Can you render the records that open with the line containing "Mark each instance of the pink flower" and close with the line containing "x=187 y=117" as a Markdown table with the columns Row and Line, one line per row and blank lines omitted?
>> START RECORDED DATA
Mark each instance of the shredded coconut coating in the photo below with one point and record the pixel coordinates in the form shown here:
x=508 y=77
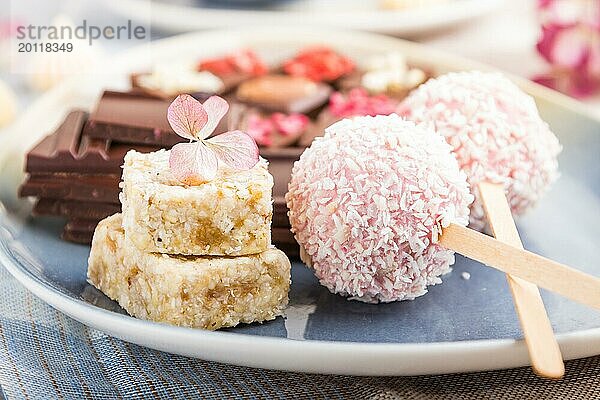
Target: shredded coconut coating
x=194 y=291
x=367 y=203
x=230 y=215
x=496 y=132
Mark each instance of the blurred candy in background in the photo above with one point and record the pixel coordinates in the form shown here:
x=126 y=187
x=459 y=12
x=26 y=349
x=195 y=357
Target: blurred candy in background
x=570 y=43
>> END RECORDED DATA
>> START RECORDED DATA
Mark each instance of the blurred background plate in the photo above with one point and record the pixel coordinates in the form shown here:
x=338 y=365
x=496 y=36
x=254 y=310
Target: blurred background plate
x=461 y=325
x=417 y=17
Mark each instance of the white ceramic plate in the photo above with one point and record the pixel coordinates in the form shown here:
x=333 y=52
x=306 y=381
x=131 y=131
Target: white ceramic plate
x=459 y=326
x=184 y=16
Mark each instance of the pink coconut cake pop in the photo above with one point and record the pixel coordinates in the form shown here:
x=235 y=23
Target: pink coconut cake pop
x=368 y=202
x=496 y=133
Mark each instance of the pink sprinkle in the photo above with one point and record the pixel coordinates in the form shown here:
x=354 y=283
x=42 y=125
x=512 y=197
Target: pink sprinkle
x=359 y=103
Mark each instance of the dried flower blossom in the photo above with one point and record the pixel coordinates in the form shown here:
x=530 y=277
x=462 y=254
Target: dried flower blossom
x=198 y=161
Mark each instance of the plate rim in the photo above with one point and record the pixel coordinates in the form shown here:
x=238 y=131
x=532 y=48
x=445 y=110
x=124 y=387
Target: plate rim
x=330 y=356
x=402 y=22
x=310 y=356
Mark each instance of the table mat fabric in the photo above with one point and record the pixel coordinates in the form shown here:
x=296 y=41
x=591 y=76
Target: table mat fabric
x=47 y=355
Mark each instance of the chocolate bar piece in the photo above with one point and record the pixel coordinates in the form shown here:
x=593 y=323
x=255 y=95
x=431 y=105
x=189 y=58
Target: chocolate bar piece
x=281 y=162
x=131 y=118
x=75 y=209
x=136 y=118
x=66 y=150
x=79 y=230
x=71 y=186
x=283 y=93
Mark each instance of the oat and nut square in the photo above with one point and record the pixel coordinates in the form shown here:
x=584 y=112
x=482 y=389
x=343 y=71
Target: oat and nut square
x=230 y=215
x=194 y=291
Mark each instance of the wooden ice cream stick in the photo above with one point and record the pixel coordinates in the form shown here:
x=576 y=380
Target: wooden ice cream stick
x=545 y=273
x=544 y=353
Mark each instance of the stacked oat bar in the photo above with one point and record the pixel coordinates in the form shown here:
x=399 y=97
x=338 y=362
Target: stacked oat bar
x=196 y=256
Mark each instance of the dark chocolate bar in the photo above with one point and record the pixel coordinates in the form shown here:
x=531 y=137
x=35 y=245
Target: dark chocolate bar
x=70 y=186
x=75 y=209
>> END RECORDED DATA
>> START RECORDED DATA
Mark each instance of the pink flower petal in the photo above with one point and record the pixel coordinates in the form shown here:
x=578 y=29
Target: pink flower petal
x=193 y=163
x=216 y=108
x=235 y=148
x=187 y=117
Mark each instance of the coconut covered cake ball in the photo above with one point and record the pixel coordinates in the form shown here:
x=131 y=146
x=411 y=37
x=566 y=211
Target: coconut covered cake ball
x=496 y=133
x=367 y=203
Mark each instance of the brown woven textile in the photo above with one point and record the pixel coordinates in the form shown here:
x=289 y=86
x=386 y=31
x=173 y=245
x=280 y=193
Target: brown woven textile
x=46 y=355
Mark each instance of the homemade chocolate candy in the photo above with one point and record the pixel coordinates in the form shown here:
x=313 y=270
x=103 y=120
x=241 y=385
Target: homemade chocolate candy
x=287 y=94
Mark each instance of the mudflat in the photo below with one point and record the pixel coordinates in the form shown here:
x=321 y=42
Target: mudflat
>> END RECORDED DATA
FINAL RESULT:
| Row | Line |
|---|---|
| 1 | Mark each instance of the pink flower petal in the photo above with one point and record the pixel coordinates in the form shown here: |
| 2 | x=578 y=29 |
| 3 | Target: pink flower petal |
| 4 | x=193 y=163 |
| 5 | x=216 y=108 |
| 6 | x=235 y=148 |
| 7 | x=187 y=117 |